EXTRACT PROVIDED —
--*--
The verdict of our voters which condemned the injustice of maintaining protection for protection's sake enjoins upon the people's servants the duty of exposing and destroying the brood of kindred evils which are the unwholesome progeny of paternalism. This is the bane of republican institutions and the constant peril of our government by the people. It degrades to the purposes of wily craft the plan of rule our fathers established and bequeathed to us as an object of our love and veneration. It perverts the patriotic sentiments of our countrymen and tempts them to pitiful calculation of the sordid gain to be derived from their Government's maintenance. It undermines the self-reliance of our people and substitutes in its place dependence upon governmental favoritism. It stifles the spirit of true Americanism and stupefies every ennobling trait of American citizenship.
The lessons of paternalism ought to be unlearned and the better lesson taught that while the people should patriotically and cheerfully support their Government its functions do not include the support of the people.
The acceptance of this principle leads to a refusal of bounties and subsidies, which burden the labor and thrift of a portion of our citizens to aid ill-advised or languishing enterprises in which they have no concern. It leads also to a challenge of wild and reckless pension expenditure, which overleaps the bounds of grateful recognition of patriotic service and prostitutes to vicious uses the people's prompt and generous impulse to aid those disabled in their country's defense.
Every thoughtful American must realize the importance of checking at its beginning any tendency in public or private station to regard frugality and economy as virtues which we may safely outgrow. The toleration of this idea results in the waste of the people's money by their chosen servants and encourages prodigality and extravagance in the home life of our countrymen.
Under our scheme of government the waste of public money is a crime against the citizen, and the contempt of our people for economy and frugality in their personal affairs deplorably saps the strength and sturdiness of our national character.
It is a plain dictate of honesty and good government that public expenditures should be limited by public necessity, and that this should be measured by the rules of strict economy; and it is equally clear that frugality among the people is the best guaranty of a contented and strong support of free institutions.
One mode of the misappropriation of public funds is avoided when appointments to office, instead of being the rewards of partisan activity, are awarded to those whose efficiency promises a fair return of work for the compensation paid to them. To secure the fitness and competency of appointees to office and remove from political action the demoralizing madness for spoils, civil-service reform has found a place in our public policy and laws. The benefits already gained through this instrumentality and the further usefulness it promises entitle it to the hearty support and encouragement of all who desire to see our public service well performed or who hope for the elevation of political sentiment and the purification of political methods.
The existence of immense aggregations of kindred enterprises and combinations of business interests formed for the purpose of limiting production and fixing prices is inconsistent with the fair field which ought to be open to every independent activity. Legitimate strife in business should not be superseded by an enforced concession to the demands of combinations that have the power to destroy, nor should the people to be served lose the benefit of cheapness which usually results from wholesome competition. These aggregations and combinations frequently constitute conspiracies against the interests of the people, and in all their phases they are unnatural and opposed to our American sense of fairness. To the extent that they can be reached and restrained by Federal power the General Government should relieve our citizens from their interference and exactions.
--*--
RAW DATA —
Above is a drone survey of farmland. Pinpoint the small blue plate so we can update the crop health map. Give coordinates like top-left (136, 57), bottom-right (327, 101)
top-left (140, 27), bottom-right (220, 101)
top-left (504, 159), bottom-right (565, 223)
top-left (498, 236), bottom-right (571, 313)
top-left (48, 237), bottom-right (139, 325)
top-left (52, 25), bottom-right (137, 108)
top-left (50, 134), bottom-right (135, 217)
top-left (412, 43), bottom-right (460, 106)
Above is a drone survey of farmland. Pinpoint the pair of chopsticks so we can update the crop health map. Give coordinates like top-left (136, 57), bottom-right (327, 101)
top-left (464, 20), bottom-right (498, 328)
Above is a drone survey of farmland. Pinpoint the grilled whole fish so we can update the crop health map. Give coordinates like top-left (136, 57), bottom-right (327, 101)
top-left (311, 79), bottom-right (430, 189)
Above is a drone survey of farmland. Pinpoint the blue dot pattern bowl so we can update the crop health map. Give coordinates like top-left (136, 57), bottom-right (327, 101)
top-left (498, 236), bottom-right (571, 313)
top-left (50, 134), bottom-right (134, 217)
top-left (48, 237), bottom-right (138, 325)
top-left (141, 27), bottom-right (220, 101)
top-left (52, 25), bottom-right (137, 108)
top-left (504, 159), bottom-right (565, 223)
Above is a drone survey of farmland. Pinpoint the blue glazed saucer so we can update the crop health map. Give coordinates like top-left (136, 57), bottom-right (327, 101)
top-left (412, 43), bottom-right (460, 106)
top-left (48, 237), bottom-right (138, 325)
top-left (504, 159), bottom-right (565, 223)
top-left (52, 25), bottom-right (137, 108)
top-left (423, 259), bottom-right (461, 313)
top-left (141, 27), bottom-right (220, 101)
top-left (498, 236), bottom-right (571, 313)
--*--
INSTRUCTION 1 —
Each sentence in the extract's first paragraph that begins with "It" names a harm done by paternalism. List all of them.
INSTRUCTION 2 —
According to the extract, what is the waste of public money under our scheme of government?

COMPLETE RESPONSE 1 —
- It degrades the plan of rule our fathers established to the purposes of wily craft.
- It perverts the patriotic sentiments of our countrymen and tempts them to pitiful calculation of the sordid gain to be derived from their Government's maintenance.
- It undermines the self-reliance of our people and substitutes dependence upon governmental favoritism.
- It stifles the spirit of true Americanism and stupefies every ennobling trait of American citizenship.

COMPLETE RESPONSE 2 —
A crime against the citizen.